INFORMATION.
- - -

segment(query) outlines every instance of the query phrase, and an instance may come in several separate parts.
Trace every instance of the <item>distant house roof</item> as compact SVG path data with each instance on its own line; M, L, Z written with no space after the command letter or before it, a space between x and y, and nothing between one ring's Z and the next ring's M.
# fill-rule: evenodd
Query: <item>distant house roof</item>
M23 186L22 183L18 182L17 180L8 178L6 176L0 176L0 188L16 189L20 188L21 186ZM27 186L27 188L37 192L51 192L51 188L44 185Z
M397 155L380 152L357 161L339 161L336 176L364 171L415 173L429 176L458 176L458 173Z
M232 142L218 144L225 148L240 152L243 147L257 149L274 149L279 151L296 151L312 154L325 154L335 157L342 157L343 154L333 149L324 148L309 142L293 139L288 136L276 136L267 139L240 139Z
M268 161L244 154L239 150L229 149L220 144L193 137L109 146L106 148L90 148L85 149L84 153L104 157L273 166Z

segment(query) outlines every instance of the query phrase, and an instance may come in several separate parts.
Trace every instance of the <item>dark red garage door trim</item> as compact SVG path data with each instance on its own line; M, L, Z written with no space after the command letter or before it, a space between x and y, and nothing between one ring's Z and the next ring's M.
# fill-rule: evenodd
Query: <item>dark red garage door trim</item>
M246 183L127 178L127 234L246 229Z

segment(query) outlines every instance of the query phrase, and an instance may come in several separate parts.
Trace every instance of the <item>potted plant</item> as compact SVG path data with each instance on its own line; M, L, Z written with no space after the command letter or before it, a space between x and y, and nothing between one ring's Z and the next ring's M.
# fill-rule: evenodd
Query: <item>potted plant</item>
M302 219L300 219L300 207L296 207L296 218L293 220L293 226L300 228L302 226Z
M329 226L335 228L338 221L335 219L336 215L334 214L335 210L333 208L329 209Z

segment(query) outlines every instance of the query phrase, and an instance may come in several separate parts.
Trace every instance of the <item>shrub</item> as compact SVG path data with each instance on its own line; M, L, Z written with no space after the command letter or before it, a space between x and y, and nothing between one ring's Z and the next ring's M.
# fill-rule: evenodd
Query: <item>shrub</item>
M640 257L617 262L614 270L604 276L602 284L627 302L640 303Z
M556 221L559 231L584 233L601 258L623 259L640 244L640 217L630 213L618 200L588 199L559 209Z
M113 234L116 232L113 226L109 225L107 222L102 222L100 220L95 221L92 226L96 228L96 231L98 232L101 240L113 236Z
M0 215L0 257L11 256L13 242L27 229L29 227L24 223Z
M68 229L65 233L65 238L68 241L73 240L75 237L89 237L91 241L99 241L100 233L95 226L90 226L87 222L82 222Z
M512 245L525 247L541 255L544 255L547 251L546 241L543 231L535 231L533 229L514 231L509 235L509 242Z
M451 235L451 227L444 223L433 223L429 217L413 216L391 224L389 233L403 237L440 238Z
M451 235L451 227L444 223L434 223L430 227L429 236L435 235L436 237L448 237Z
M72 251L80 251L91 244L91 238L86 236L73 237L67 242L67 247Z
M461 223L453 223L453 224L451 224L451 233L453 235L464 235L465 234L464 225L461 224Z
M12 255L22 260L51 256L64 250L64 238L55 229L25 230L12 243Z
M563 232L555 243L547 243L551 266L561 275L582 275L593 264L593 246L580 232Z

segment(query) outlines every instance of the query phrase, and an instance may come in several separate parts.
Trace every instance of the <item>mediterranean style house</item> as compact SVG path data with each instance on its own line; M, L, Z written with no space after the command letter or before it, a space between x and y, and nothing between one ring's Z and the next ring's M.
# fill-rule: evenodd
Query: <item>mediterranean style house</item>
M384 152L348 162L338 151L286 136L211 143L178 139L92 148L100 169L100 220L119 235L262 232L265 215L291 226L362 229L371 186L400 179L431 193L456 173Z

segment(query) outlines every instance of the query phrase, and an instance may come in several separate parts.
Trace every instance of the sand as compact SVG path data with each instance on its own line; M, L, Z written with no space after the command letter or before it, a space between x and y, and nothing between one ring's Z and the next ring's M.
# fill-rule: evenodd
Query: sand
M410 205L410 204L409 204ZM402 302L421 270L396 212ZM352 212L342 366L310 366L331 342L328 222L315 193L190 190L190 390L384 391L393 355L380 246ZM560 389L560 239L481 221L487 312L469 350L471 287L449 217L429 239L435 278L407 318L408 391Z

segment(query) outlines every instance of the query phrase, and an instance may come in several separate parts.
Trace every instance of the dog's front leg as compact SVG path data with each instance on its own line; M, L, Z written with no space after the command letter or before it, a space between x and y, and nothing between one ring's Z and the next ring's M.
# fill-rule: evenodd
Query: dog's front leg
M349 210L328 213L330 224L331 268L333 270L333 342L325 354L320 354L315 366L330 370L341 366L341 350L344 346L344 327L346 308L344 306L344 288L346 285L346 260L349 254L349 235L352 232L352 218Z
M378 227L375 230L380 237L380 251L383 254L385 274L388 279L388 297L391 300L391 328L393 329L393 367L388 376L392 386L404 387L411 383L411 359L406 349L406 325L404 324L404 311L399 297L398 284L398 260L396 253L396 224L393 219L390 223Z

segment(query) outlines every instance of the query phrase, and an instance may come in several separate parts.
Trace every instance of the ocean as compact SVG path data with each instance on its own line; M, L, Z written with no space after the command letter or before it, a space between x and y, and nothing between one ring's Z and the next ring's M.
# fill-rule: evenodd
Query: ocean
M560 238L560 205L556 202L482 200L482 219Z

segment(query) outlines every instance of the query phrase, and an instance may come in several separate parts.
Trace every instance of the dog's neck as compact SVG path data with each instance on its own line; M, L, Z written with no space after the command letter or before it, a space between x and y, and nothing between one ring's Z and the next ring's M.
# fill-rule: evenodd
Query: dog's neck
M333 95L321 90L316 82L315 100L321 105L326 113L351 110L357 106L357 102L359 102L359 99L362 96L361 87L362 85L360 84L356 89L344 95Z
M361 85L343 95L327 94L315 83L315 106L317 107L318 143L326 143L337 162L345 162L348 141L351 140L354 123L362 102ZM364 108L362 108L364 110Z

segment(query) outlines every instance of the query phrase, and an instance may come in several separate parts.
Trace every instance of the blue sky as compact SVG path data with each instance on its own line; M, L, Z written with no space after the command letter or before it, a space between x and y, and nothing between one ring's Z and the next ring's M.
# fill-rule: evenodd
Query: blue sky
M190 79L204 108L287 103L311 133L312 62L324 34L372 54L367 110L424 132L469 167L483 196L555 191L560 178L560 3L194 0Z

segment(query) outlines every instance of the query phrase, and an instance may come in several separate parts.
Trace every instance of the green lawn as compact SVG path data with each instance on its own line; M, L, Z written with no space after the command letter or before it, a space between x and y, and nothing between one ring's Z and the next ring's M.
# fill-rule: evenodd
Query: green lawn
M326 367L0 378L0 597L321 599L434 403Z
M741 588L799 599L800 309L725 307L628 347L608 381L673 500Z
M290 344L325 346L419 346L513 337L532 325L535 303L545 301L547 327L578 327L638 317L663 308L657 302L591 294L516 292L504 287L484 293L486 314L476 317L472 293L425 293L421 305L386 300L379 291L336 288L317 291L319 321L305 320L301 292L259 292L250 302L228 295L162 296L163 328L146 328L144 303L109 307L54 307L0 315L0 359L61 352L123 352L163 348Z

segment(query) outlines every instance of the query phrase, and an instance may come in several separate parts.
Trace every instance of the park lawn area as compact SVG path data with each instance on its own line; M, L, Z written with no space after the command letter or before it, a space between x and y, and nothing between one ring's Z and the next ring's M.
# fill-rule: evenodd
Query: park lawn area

- - -

ACTIVITY. Output all of the data in full, exactly as given.

EXERCISE SOLUTION.
segment(query) outlines every instance of the query phrase, and an instance may come in several separate parts.
Trace every instance of the <item>distant house roof</item> as compact SVG path data with each instance on its own line; M, L, Z written with no space after the command letter or before it, a space between x and y, and nothing between one ring's Z and the next ring's M.
# fill-rule: evenodd
Query: <item>distant house roof</item>
M23 186L22 183L18 182L17 180L8 178L6 176L0 176L0 188L16 189L20 188L21 186ZM27 186L27 188L37 192L51 192L51 188L44 185Z
M397 155L380 152L357 161L339 161L336 176L364 171L415 173L429 176L458 176L458 173Z
M232 142L218 144L225 148L240 152L243 147L257 149L274 149L279 151L296 151L312 154L325 154L335 157L342 157L343 154L333 149L324 148L309 142L293 139L288 136L276 136L267 139L240 139Z
M268 161L244 154L239 150L229 149L220 144L193 137L109 146L106 148L90 148L85 149L84 153L104 157L273 166Z

segment(query) outlines every instance of the query phrase, and an instance may come in several separate parts.
Trace every instance of the <item>dark red garage door trim</item> as compact SVG path data with each instance on its own line; M, L, Z written with no space after the command letter or before it, a space between x and y, and nothing between one ring's Z and the next ring's M.
# fill-rule: evenodd
Query: <item>dark red garage door trim</item>
M246 183L127 178L127 234L246 229Z

segment(query) outlines every instance of the query phrase, and an instance may come in several separate parts.
Trace every instance of the <item>potted plant</item> as compact SVG path data with each instance on its own line; M, L, Z written with no space after the command letter or before it, a space between x and y, and nothing between one ring's Z and the next ring's M.
# fill-rule: evenodd
Query: <item>potted plant</item>
M302 219L300 219L300 207L296 207L296 218L293 220L293 226L300 228L302 226Z
M329 226L335 228L338 221L335 219L336 215L334 214L335 210L333 208L329 209Z

segment(query) outlines every instance of the query phrase, and an instance may come in several separate parts.
Trace every instance of the <item>shrub</item> as compact SVG path data with each instance on its own line; M, L, Z written with no space after the command letter or before it, a space between x and y, and nothing between one ring's Z and the next ring's M.
# fill-rule: evenodd
Query: <item>shrub</item>
M640 257L617 262L614 270L604 276L602 284L627 302L640 303Z
M556 221L559 231L584 233L601 258L623 259L640 244L640 217L630 213L618 200L588 199L559 209Z
M113 234L116 232L113 226L109 225L107 222L102 222L100 220L95 221L92 226L96 228L96 231L98 232L101 240L113 236Z
M0 215L0 257L11 256L13 242L27 229L29 227L24 223Z
M68 229L65 233L65 238L68 241L73 240L75 237L89 237L91 241L99 241L100 233L95 226L90 226L87 222L82 222Z
M512 245L525 247L541 255L544 255L547 251L546 241L543 231L535 231L533 229L514 231L509 235L509 242Z
M451 235L451 227L444 223L433 223L429 217L413 216L391 224L389 233L403 237L440 238Z
M451 235L451 227L444 223L434 223L430 227L429 236L435 235L436 237L448 237Z
M72 251L80 251L91 244L91 238L86 236L73 237L67 242L67 247Z
M461 223L453 223L453 224L451 224L451 233L453 235L464 235L465 234L464 225L461 224Z
M12 255L22 260L51 256L64 250L64 238L55 229L25 230L12 243Z
M563 232L555 243L547 243L551 266L561 275L582 275L593 264L593 246L580 232Z

segment(query) outlines every instance of the query phrase, and an instance may come in several separate parts.
Trace every instance of the <item>mediterranean style house</item> as compact SVG path data with each instance on its own line; M, L, Z written with no space after the command letter or before it, a space between x and y, and nothing between one ring's Z and the next ring's M.
# fill-rule: evenodd
Query: <item>mediterranean style house</item>
M384 152L348 162L338 151L286 136L211 143L178 139L92 148L100 169L100 220L119 235L262 232L265 215L291 226L362 229L371 186L400 179L431 193L456 173Z

segment(query) outlines every instance of the query phrase, and an instance may come in several separate parts.
Trace every instance of the sand as compact SVG path data with each instance on its own line; M, L, Z written with no space after the command letter or before it, a space between x and y, and nothing between one ring's Z and the next ring's M.
# fill-rule: evenodd
Query: sand
M410 205L410 204L409 204ZM402 302L421 270L396 212ZM352 212L342 366L310 366L331 342L328 222L315 193L190 190L190 390L384 391L393 355L380 246ZM560 389L560 239L481 221L487 312L469 350L471 287L449 217L429 239L435 278L407 318L408 391Z

segment(query) outlines every instance of the query phrase, and an instance may come in several separate parts.
Trace every instance of the dog's front leg as compact SVG path data with each instance on its own line; M, L, Z written with no space after the command letter or before it, a space between x and y, and nothing between one ring's Z and the next ring's M.
# fill-rule: evenodd
Query: dog's front leg
M349 210L328 213L330 224L331 268L333 270L333 342L325 354L320 354L315 366L330 370L341 366L341 350L344 346L344 327L346 308L344 306L344 288L346 285L346 260L349 254L349 235L352 232L352 218Z
M378 227L375 230L380 237L380 251L383 254L385 274L388 279L388 297L391 300L391 328L393 329L393 367L388 376L392 386L404 387L411 383L411 359L406 349L406 325L404 324L404 311L399 297L398 284L398 260L396 253L396 224L393 219L390 223Z

segment(query) outlines every instance of the query phrase, and an instance may come in several separate parts.
Trace every instance of the ocean as compact SVG path data with each instance on its own line; M, L, Z written with no space after the command letter or before it, a space between x and y, and nothing between one ring's Z and the next ring's M.
# fill-rule: evenodd
Query: ocean
M560 238L560 205L556 202L482 200L482 219Z

segment(query) outlines every instance of the query phrase, and an instance may come in several separate parts.
Trace every instance of the dog's neck as compact SVG path data with each instance on its own line; M, L, Z written with no space after the command letter or before it, a space between x and y, and nothing between one ring's Z and the next ring's M.
# fill-rule: evenodd
Query: dog's neck
M333 95L321 90L316 82L315 100L321 105L326 113L351 110L357 106L357 102L359 102L359 99L362 96L361 87L362 85L360 84L356 89L344 95Z
M361 85L343 95L327 94L315 83L315 106L317 107L318 143L326 143L337 162L345 162L348 141L351 140L354 123L362 102ZM364 108L362 108L364 110Z

segment(query) outlines every instance of the query phrase, and an instance may come in several separate parts.
Trace every instance of the blue sky as compact SVG path data with each instance on its own line; M, L, Z written with no space after the command letter or before it, a space between x and y, and nothing between one ring's Z and the next ring's M.
# fill-rule: evenodd
Query: blue sky
M190 79L204 108L287 103L311 133L312 62L324 34L372 54L367 110L424 132L469 167L483 196L555 191L560 178L560 3L194 0Z

segment(query) outlines every instance of the query phrase, and an instance may come in several separate parts.
Trace every instance of the green lawn as compact SVG path data with each instance on its own line; M, L, Z written with no space after the command letter or before it, a space between x and y, and nothing between one ring's Z and the next ring's M.
# fill-rule: evenodd
Query: green lawn
M326 367L0 378L0 597L321 599L434 403Z
M741 588L799 599L800 309L725 307L628 347L608 381L673 500Z
M290 344L325 346L419 346L513 337L532 325L535 303L545 301L547 327L578 327L638 317L663 308L657 302L591 294L516 292L504 287L484 293L486 314L476 317L472 293L425 293L421 305L386 300L379 291L336 288L317 291L319 321L305 320L301 292L259 292L250 302L228 295L162 296L163 328L146 328L144 303L109 307L54 307L0 315L0 359L61 352L123 352L163 348Z

segment(query) outlines every instance of the query phrase, and an instance may come in several separate parts.
Trace every instance of the park lawn area as compact SVG path data with each instance on its own line; M, L, Z written with no space after the command letter or before it, a space between x and y, and nothing between one ring's Z and the next ring's M.
# fill-rule: evenodd
Query: park lawn area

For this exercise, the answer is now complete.